>> Start Raw records
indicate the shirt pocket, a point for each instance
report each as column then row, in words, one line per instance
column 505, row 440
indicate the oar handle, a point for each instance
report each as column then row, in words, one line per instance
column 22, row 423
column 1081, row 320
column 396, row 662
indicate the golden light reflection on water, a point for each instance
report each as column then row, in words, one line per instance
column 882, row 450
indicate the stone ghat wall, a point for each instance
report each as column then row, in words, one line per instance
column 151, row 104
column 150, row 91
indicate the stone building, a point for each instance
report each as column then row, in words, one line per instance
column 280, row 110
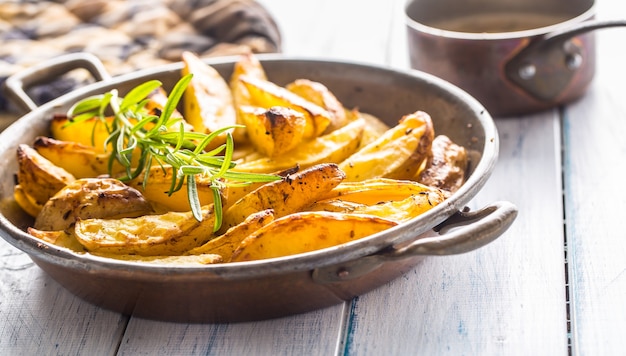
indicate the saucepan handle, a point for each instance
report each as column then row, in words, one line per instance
column 462, row 232
column 44, row 72
column 545, row 67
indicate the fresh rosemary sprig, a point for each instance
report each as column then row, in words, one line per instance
column 134, row 131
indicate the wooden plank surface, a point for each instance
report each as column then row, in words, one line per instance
column 595, row 201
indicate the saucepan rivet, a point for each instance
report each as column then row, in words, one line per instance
column 343, row 273
column 527, row 71
column 573, row 61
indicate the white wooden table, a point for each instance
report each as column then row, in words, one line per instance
column 553, row 284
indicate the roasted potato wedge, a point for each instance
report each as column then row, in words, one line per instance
column 266, row 94
column 90, row 198
column 157, row 187
column 399, row 153
column 377, row 190
column 82, row 161
column 395, row 210
column 447, row 165
column 273, row 131
column 334, row 147
column 38, row 177
column 168, row 234
column 285, row 196
column 181, row 260
column 318, row 94
column 59, row 238
column 92, row 133
column 307, row 231
column 208, row 101
column 225, row 244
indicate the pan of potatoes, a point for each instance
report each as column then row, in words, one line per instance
column 243, row 188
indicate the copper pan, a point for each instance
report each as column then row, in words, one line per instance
column 282, row 286
column 514, row 56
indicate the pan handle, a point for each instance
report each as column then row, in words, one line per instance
column 16, row 84
column 462, row 232
column 547, row 65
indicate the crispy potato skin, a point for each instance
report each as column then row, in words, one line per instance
column 266, row 94
column 225, row 244
column 307, row 231
column 90, row 198
column 168, row 234
column 398, row 153
column 447, row 165
column 208, row 101
column 285, row 196
column 346, row 175
column 39, row 178
column 332, row 148
column 273, row 131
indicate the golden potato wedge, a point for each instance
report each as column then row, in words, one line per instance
column 376, row 190
column 273, row 131
column 168, row 234
column 26, row 202
column 305, row 232
column 395, row 210
column 225, row 244
column 92, row 133
column 38, row 177
column 447, row 165
column 157, row 187
column 90, row 198
column 208, row 101
column 266, row 94
column 234, row 192
column 82, row 161
column 60, row 238
column 318, row 94
column 182, row 260
column 398, row 153
column 374, row 127
column 334, row 147
column 249, row 65
column 285, row 196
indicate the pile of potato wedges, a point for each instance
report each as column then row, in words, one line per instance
column 343, row 174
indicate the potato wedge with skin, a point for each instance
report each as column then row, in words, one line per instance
column 158, row 185
column 26, row 202
column 334, row 147
column 38, row 177
column 377, row 190
column 273, row 131
column 167, row 234
column 285, row 196
column 91, row 133
column 395, row 210
column 58, row 238
column 208, row 101
column 446, row 168
column 249, row 65
column 318, row 94
column 398, row 153
column 80, row 160
column 225, row 244
column 90, row 198
column 266, row 94
column 182, row 260
column 234, row 192
column 305, row 232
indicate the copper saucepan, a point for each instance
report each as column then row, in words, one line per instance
column 276, row 287
column 514, row 56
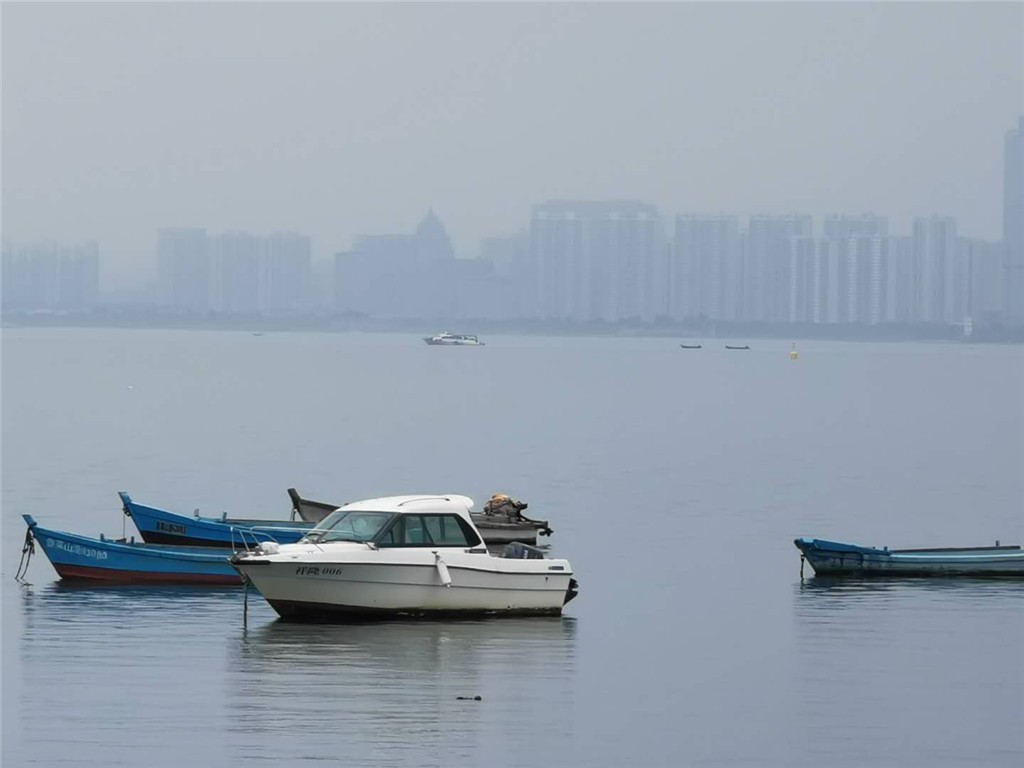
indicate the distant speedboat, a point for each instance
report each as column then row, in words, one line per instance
column 79, row 558
column 836, row 558
column 454, row 340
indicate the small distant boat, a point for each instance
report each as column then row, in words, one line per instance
column 836, row 558
column 102, row 560
column 454, row 340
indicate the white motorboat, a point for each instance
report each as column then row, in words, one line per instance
column 456, row 340
column 404, row 555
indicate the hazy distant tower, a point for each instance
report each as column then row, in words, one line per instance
column 1013, row 223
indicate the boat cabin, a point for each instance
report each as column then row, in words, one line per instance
column 401, row 521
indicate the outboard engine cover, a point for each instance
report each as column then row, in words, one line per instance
column 520, row 551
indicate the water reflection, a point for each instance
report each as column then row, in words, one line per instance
column 841, row 593
column 401, row 692
column 113, row 666
column 853, row 637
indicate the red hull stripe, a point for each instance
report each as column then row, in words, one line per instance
column 110, row 576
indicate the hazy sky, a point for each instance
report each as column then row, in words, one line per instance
column 339, row 119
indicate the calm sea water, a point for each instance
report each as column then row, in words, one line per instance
column 675, row 481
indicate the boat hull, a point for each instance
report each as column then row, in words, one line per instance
column 835, row 558
column 409, row 587
column 161, row 526
column 100, row 560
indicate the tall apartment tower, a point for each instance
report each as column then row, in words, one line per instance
column 598, row 260
column 702, row 267
column 937, row 266
column 1013, row 224
column 183, row 275
column 286, row 273
column 50, row 275
column 766, row 262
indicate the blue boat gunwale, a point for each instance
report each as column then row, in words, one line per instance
column 806, row 545
column 199, row 554
column 214, row 522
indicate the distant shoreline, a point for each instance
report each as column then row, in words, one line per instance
column 702, row 331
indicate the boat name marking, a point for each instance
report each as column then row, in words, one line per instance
column 77, row 549
column 316, row 570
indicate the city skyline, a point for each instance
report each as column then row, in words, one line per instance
column 339, row 121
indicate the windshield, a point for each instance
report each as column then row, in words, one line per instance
column 349, row 525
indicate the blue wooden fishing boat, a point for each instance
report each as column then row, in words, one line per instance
column 119, row 561
column 500, row 522
column 836, row 558
column 161, row 526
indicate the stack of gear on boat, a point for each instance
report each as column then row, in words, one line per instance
column 503, row 505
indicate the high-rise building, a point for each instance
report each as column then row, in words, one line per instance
column 399, row 275
column 52, row 276
column 985, row 264
column 702, row 267
column 1013, row 224
column 286, row 273
column 183, row 279
column 511, row 290
column 936, row 262
column 598, row 260
column 767, row 255
column 235, row 272
column 842, row 226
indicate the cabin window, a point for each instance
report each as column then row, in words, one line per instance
column 429, row 530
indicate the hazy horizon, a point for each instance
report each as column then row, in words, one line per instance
column 336, row 120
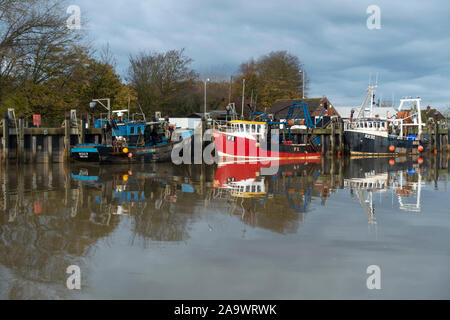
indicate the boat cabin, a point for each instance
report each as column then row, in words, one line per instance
column 248, row 127
column 369, row 125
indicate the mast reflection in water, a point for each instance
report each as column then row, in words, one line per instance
column 186, row 232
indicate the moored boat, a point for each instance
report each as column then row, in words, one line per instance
column 261, row 140
column 398, row 135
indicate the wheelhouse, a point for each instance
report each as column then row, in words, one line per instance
column 248, row 127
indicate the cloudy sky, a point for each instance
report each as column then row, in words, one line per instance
column 410, row 51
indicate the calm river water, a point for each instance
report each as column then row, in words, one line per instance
column 230, row 232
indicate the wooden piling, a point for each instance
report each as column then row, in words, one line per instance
column 67, row 137
column 49, row 149
column 436, row 136
column 332, row 139
column 341, row 139
column 21, row 140
column 83, row 129
column 5, row 139
column 33, row 149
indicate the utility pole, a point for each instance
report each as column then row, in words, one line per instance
column 243, row 95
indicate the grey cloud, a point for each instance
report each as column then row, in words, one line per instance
column 410, row 51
>> End Raw records
# Stated task
Retype the entire listing above line for line without changing any wording, and leave out the pictures.

# Worked answer
indicate the shirt pocket, a point for each instance
report each as column then row, in words, one line per instance
column 505, row 440
indicate the oar handle, a point for each instance
report each as column then row, in words, one line per instance
column 22, row 423
column 1081, row 320
column 396, row 662
indicate the golden light reflection on water, a point for each instance
report each as column then row, in words, one line per instance
column 882, row 450
indicate the stone ghat wall, a point for each instance
report each as column then row, in words, one line per instance
column 151, row 104
column 150, row 91
indicate the stone building, a point for each instance
report each as column then row, in words, one line per instance
column 280, row 110
indicate the saucepan handle, a point for each instance
report each as column then row, in words, one line per instance
column 462, row 232
column 44, row 72
column 545, row 67
indicate the fresh rosemary sprig, a point for each instance
report each as column then row, in words, one line per instance
column 134, row 131
indicate the wooden plank surface, a point for each instance
report each as column then row, in words, one line per instance
column 595, row 201
indicate the saucepan rivet, a point for each instance
report each as column then row, in words, one line per instance
column 343, row 273
column 527, row 71
column 573, row 61
indicate the white wooden table, a point for each instance
report each as column then row, in words, one line per instance
column 553, row 284
indicate the roasted potato wedge, a point for each instance
report each as column then row, in words, one line per instance
column 266, row 94
column 90, row 198
column 157, row 187
column 399, row 153
column 377, row 190
column 82, row 161
column 395, row 210
column 447, row 165
column 273, row 131
column 334, row 147
column 38, row 177
column 168, row 234
column 285, row 196
column 181, row 260
column 318, row 94
column 59, row 238
column 92, row 133
column 307, row 231
column 208, row 101
column 225, row 244
indicate the pan of potatoes, a point for each instance
report each as column then row, in words, one line per instance
column 243, row 188
indicate the copper pan, a point for each instance
report each as column then row, in words, one line per instance
column 282, row 286
column 514, row 56
indicate the pan handle, a point for each instance
report each as column then row, in words, one line per instance
column 16, row 84
column 462, row 232
column 547, row 65
indicate the crispy potato skin, a point for each instance
report each as column then row, in words, one line per instance
column 266, row 94
column 225, row 244
column 307, row 231
column 90, row 198
column 168, row 234
column 398, row 153
column 447, row 165
column 208, row 101
column 285, row 196
column 346, row 175
column 39, row 178
column 332, row 148
column 273, row 131
indicate the golden potato wedge, a point for each instance
report each as column then row, in words, one line per instance
column 376, row 190
column 273, row 131
column 168, row 234
column 26, row 202
column 305, row 232
column 395, row 210
column 225, row 244
column 92, row 133
column 38, row 177
column 447, row 165
column 157, row 187
column 90, row 198
column 208, row 101
column 266, row 94
column 234, row 192
column 82, row 161
column 60, row 238
column 318, row 94
column 182, row 260
column 398, row 153
column 374, row 127
column 334, row 147
column 249, row 65
column 285, row 196
indicate the pile of potato wedges, a point for each instance
report each as column then row, in words, one line per instance
column 343, row 174
indicate the potato wedge with skin, a point for each instance
report each as column then row, in words, one line per instance
column 158, row 185
column 26, row 202
column 334, row 147
column 38, row 177
column 377, row 190
column 273, row 131
column 167, row 234
column 285, row 196
column 91, row 133
column 395, row 210
column 58, row 238
column 208, row 101
column 446, row 168
column 249, row 65
column 318, row 94
column 398, row 153
column 80, row 160
column 225, row 244
column 90, row 198
column 266, row 94
column 182, row 260
column 234, row 192
column 305, row 232
indicate the copper saucepan, a point for each instance
report each as column then row, in words, one line per instance
column 276, row 287
column 514, row 56
indicate the distant speedboat, a point for each instance
report each as column then row, in words, one line per instance
column 79, row 558
column 836, row 558
column 454, row 340
indicate the small distant boat, a point for each instance
report each as column then row, in words, one line per instance
column 836, row 558
column 102, row 560
column 454, row 340
indicate the white motorboat, a point for each instance
report each as column then row, in words, one line per instance
column 456, row 340
column 404, row 555
indicate the hazy distant tower, a point for each instance
report each as column then row, in words, one line per instance
column 1013, row 223
indicate the boat cabin, a point for each instance
report each as column then row, in words, one line per instance
column 401, row 521
indicate the outboard engine cover, a point for each instance
report each as column then row, in words, one line per instance
column 520, row 551
indicate the water reflection, a point for each instance
report each as column then row, in words, one line per instance
column 841, row 593
column 401, row 692
column 113, row 666
column 853, row 637
indicate the red hull stripe, a point for each instance
report each as column then row, in words, one line per instance
column 110, row 576
indicate the hazy sky, a point for each instance
report each as column then row, in words, one line per instance
column 339, row 119
indicate the calm sea water, a point for each instance
report each as column then row, in words, one line per instance
column 675, row 481
indicate the boat hull, a point for each instance
report each as column then row, in words, one line per instance
column 835, row 558
column 409, row 587
column 161, row 526
column 100, row 560
indicate the tall apartment tower, a point for each instance
report each as column then row, in words, one line per instance
column 598, row 260
column 702, row 267
column 937, row 266
column 1013, row 224
column 183, row 275
column 286, row 273
column 50, row 275
column 766, row 262
indicate the blue boat gunwale, a point for each instance
report each as column then row, in words, one line per instance
column 806, row 545
column 199, row 554
column 214, row 522
indicate the distant shoreline, a point for each instance
report each as column then row, in words, one line per instance
column 702, row 331
indicate the boat name marking, a point for each instance
report each as column then row, in words, one line per instance
column 77, row 549
column 316, row 570
indicate the city skyline, a point for each instance
report each as column then row, in words, one line per instance
column 339, row 121
indicate the windshield, a point for each instance
report each as column then row, in words, one line per instance
column 349, row 525
indicate the blue wooden fishing boat, a point for each instance
report each as column then row, in words, one line per instance
column 119, row 561
column 500, row 522
column 836, row 558
column 161, row 526
indicate the stack of gear on boat, a point for each instance
report each as column then row, in words, one line per instance
column 503, row 505
indicate the high-rise building, a point for each instance
report each as column then row, in words, one line per instance
column 399, row 275
column 52, row 276
column 985, row 264
column 702, row 267
column 1013, row 224
column 286, row 273
column 183, row 279
column 511, row 290
column 936, row 262
column 598, row 260
column 767, row 255
column 235, row 272
column 842, row 226
indicate the cabin window, a point for each instance
report each as column then row, in words, one line per instance
column 429, row 530
indicate the hazy horizon, a point for each instance
report each as column then row, in words, one line per instance
column 336, row 120
indicate the boat cabin, a point for each instance
report each as column then row, in words, one line per instance
column 248, row 127
column 369, row 125
indicate the mast reflection in water, a point for each instance
report each as column then row, in words, one line per instance
column 186, row 232
indicate the moored boat, a point for each instance
report each as column then row, in words, one line per instance
column 261, row 140
column 398, row 135
indicate the wheelhouse, a point for each instance
report each as column then row, in words, one line per instance
column 248, row 127
indicate the cloudy sky, a point for each instance
report each as column then row, in words, one line per instance
column 410, row 51
indicate the calm river water, a point for each instance
report each as column then row, in words, one line per instance
column 230, row 232
indicate the wooden piling, a point for each instance
report each as column then row, in words, one line per instance
column 67, row 137
column 49, row 149
column 436, row 136
column 332, row 139
column 341, row 139
column 21, row 140
column 83, row 129
column 5, row 139
column 33, row 149
indicate the utility pole, a point for each instance
report each as column then row, in words, one line per instance
column 243, row 95
indicate the grey cloud, a point for each instance
report each as column then row, in words, one line per instance
column 410, row 51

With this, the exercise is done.